Activity: I'd like every line from the material below that has "white" in it.

Records to process:
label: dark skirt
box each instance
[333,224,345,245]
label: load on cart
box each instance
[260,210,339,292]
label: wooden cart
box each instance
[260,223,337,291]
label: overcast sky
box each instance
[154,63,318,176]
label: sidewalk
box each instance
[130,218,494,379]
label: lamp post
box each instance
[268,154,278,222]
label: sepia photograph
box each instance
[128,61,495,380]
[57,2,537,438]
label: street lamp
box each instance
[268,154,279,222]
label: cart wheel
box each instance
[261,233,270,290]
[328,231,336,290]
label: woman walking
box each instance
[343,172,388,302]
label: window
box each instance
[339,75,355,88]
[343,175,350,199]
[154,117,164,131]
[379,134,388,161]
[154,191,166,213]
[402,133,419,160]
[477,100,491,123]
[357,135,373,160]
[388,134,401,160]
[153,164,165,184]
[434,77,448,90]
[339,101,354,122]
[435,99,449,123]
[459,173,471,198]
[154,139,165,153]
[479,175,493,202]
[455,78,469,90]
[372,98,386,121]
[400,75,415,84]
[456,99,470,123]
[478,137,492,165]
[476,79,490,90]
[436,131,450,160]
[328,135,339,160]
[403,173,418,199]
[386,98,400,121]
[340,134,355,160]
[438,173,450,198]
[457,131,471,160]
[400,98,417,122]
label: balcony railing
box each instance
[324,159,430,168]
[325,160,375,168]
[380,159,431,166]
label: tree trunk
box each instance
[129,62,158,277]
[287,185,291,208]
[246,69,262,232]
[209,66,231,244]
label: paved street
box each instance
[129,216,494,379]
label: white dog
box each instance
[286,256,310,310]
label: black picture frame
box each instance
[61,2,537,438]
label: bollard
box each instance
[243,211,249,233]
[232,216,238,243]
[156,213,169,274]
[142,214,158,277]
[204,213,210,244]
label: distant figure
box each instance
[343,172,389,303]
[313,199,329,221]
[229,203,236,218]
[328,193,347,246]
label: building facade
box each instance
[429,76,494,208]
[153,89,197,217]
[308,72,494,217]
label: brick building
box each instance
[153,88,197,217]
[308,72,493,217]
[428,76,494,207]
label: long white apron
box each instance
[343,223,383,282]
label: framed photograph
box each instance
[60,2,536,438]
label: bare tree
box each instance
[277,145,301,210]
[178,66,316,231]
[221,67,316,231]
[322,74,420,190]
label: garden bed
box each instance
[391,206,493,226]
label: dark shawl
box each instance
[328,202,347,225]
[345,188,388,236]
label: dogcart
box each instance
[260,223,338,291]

Exercise result:
label: white dog
label: long white apron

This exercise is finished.